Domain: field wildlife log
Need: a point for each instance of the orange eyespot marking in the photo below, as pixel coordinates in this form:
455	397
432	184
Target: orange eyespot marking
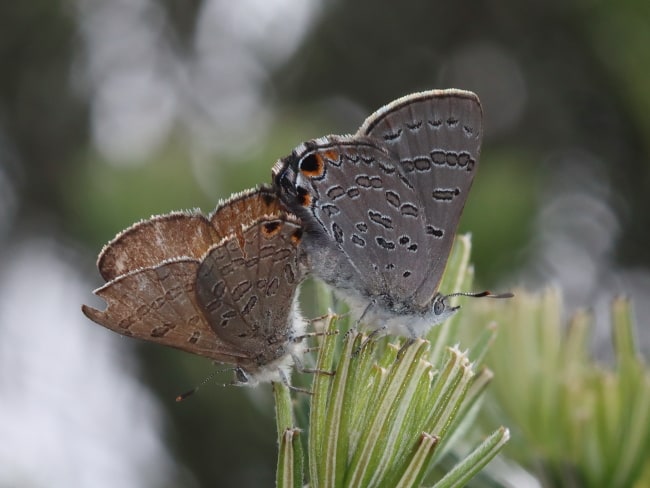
304	198
269	229
312	165
331	155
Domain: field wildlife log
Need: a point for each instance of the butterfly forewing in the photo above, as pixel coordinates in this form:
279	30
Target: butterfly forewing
361	201
246	287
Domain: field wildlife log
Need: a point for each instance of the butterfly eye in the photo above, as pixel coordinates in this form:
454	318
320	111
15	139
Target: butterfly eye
312	165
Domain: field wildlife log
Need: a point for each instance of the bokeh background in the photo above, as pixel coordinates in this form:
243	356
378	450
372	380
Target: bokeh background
114	110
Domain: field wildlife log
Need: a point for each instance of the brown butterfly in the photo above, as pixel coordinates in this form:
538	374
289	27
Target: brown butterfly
222	286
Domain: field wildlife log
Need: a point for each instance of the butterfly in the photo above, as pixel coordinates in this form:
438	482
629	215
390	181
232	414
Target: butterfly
222	286
380	208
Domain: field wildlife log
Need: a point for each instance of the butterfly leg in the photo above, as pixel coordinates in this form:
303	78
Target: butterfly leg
404	347
300	367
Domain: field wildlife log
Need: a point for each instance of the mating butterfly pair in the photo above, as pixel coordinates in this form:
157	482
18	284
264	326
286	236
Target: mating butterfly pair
375	217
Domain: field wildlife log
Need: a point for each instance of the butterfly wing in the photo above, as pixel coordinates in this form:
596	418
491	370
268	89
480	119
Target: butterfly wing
159	305
436	138
246	286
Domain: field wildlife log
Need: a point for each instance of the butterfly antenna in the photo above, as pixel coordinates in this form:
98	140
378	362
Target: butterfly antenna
481	294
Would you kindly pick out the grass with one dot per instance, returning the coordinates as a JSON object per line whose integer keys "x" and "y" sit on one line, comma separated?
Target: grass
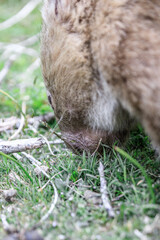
{"x": 134, "y": 174}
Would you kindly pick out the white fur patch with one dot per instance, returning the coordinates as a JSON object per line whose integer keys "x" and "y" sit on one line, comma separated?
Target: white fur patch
{"x": 54, "y": 9}
{"x": 106, "y": 113}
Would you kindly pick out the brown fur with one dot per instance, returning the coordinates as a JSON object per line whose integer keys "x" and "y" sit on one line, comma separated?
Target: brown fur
{"x": 90, "y": 46}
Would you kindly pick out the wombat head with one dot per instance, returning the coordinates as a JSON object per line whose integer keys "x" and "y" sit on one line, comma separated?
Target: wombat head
{"x": 85, "y": 107}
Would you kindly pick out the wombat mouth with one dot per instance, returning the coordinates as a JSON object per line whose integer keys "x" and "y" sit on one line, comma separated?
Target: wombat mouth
{"x": 92, "y": 141}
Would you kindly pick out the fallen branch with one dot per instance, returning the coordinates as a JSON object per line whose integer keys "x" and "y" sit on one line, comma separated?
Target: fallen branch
{"x": 5, "y": 70}
{"x": 24, "y": 12}
{"x": 103, "y": 189}
{"x": 55, "y": 199}
{"x": 21, "y": 145}
{"x": 22, "y": 122}
{"x": 8, "y": 123}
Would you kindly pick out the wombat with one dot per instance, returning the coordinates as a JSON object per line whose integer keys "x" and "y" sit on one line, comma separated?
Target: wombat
{"x": 101, "y": 67}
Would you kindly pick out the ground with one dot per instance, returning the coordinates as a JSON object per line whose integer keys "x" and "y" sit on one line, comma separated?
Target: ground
{"x": 134, "y": 189}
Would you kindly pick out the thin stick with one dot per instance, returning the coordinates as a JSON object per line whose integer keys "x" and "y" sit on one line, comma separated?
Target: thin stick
{"x": 103, "y": 189}
{"x": 55, "y": 199}
{"x": 21, "y": 145}
{"x": 22, "y": 122}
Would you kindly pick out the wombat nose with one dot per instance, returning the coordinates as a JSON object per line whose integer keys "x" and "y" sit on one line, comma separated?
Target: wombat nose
{"x": 82, "y": 141}
{"x": 89, "y": 140}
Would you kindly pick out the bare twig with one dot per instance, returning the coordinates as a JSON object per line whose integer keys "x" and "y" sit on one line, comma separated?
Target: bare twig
{"x": 21, "y": 145}
{"x": 55, "y": 199}
{"x": 22, "y": 122}
{"x": 104, "y": 195}
{"x": 8, "y": 123}
{"x": 24, "y": 12}
{"x": 5, "y": 70}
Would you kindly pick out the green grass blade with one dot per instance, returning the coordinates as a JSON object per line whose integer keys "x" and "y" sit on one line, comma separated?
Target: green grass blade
{"x": 138, "y": 165}
{"x": 16, "y": 162}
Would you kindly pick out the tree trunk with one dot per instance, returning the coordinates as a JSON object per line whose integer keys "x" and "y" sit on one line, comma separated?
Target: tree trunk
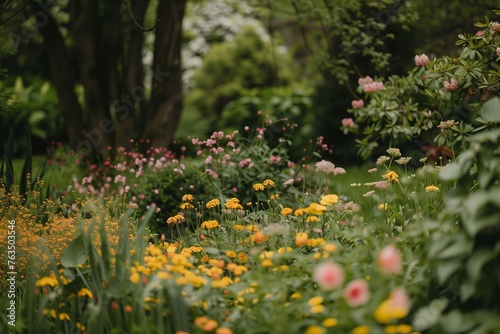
{"x": 62, "y": 76}
{"x": 166, "y": 91}
{"x": 126, "y": 103}
{"x": 86, "y": 32}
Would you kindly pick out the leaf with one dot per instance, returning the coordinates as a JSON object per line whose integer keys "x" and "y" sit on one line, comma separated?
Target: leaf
{"x": 477, "y": 261}
{"x": 447, "y": 268}
{"x": 75, "y": 254}
{"x": 459, "y": 168}
{"x": 26, "y": 173}
{"x": 457, "y": 322}
{"x": 428, "y": 316}
{"x": 490, "y": 110}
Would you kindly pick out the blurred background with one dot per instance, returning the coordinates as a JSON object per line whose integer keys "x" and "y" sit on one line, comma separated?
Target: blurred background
{"x": 93, "y": 75}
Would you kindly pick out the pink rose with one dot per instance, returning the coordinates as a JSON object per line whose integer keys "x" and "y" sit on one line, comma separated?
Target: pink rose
{"x": 451, "y": 85}
{"x": 356, "y": 104}
{"x": 389, "y": 260}
{"x": 347, "y": 123}
{"x": 421, "y": 60}
{"x": 356, "y": 293}
{"x": 328, "y": 275}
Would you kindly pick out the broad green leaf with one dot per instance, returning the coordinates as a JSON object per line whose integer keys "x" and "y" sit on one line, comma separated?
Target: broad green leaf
{"x": 476, "y": 262}
{"x": 447, "y": 268}
{"x": 456, "y": 170}
{"x": 490, "y": 110}
{"x": 428, "y": 316}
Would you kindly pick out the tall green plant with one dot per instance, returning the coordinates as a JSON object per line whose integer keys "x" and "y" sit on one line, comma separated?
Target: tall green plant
{"x": 464, "y": 252}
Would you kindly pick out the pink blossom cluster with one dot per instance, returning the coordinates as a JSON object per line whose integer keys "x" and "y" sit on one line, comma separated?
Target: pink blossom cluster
{"x": 451, "y": 85}
{"x": 246, "y": 163}
{"x": 421, "y": 60}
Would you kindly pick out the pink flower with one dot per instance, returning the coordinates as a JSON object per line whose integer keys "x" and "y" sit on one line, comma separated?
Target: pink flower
{"x": 356, "y": 293}
{"x": 348, "y": 123}
{"x": 421, "y": 60}
{"x": 328, "y": 275}
{"x": 338, "y": 171}
{"x": 451, "y": 85}
{"x": 389, "y": 260}
{"x": 357, "y": 104}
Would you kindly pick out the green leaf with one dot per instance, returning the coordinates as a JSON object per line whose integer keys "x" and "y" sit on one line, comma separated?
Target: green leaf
{"x": 477, "y": 261}
{"x": 459, "y": 168}
{"x": 26, "y": 173}
{"x": 75, "y": 254}
{"x": 428, "y": 316}
{"x": 490, "y": 110}
{"x": 447, "y": 268}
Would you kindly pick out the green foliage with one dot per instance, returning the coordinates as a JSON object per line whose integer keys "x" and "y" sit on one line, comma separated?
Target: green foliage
{"x": 426, "y": 105}
{"x": 34, "y": 107}
{"x": 28, "y": 183}
{"x": 469, "y": 256}
{"x": 233, "y": 68}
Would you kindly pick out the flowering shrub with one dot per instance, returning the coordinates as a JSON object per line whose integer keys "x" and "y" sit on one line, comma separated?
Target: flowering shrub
{"x": 436, "y": 104}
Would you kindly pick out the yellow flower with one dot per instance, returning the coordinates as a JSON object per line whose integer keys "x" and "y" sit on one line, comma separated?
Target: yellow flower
{"x": 318, "y": 300}
{"x": 187, "y": 206}
{"x": 315, "y": 209}
{"x": 85, "y": 292}
{"x": 431, "y": 189}
{"x": 233, "y": 204}
{"x": 385, "y": 312}
{"x": 391, "y": 176}
{"x": 301, "y": 239}
{"x": 315, "y": 330}
{"x": 329, "y": 199}
{"x": 212, "y": 203}
{"x": 361, "y": 330}
{"x": 258, "y": 237}
{"x": 231, "y": 254}
{"x": 252, "y": 228}
{"x": 330, "y": 322}
{"x": 268, "y": 183}
{"x": 47, "y": 280}
{"x": 258, "y": 187}
{"x": 210, "y": 224}
{"x": 187, "y": 198}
● ● ● ● ●
• _Work instruction_
Taking the entries above, write out exactly each line from the one holding "Would you kindly pick out the fallen" to the one holding "Would you kindly pick out the bare", both included, and stop there.

• _Result_
Would you kindly pick out the fallen branch with one dot per instance, returning the coordinates as a JSON object per line whose integer keys "x" and "y" sit on one line, comma separated?
Target: fallen branch
{"x": 5, "y": 70}
{"x": 24, "y": 12}
{"x": 103, "y": 189}
{"x": 55, "y": 199}
{"x": 21, "y": 145}
{"x": 22, "y": 122}
{"x": 8, "y": 123}
Would you kindly pick out the wombat with one dot per instance, returning the coordinates as a JSON object per line whose integer keys "x" and "y" sit on one line, comma separated?
Target: wombat
{"x": 101, "y": 67}
Would you kindly pick out the ground with one dot per instance, returning the coordinates as a JSON object per line whose integer keys "x" and "y" sit on one line, comma separated?
Target: ground
{"x": 134, "y": 189}
Would you kindly pick out the thin stick with one dot per instance, returning the coordinates as a JSON object per line whose integer keys "x" and "y" sit on one line, comma separated?
Target: thin stick
{"x": 103, "y": 189}
{"x": 55, "y": 199}
{"x": 21, "y": 145}
{"x": 22, "y": 122}
Would you kindly pick out the wombat nose with one dot per instance, returning the coordinates as a JSON object per line whose integer keys "x" and "y" sit on one line, comma separated?
Target: wombat nose
{"x": 82, "y": 141}
{"x": 89, "y": 140}
Would you kindly pick out the bare twig with one dot per instance, returning the coordinates as a JSON object per line whose integer keys "x" and "y" sit on one line, comma separated?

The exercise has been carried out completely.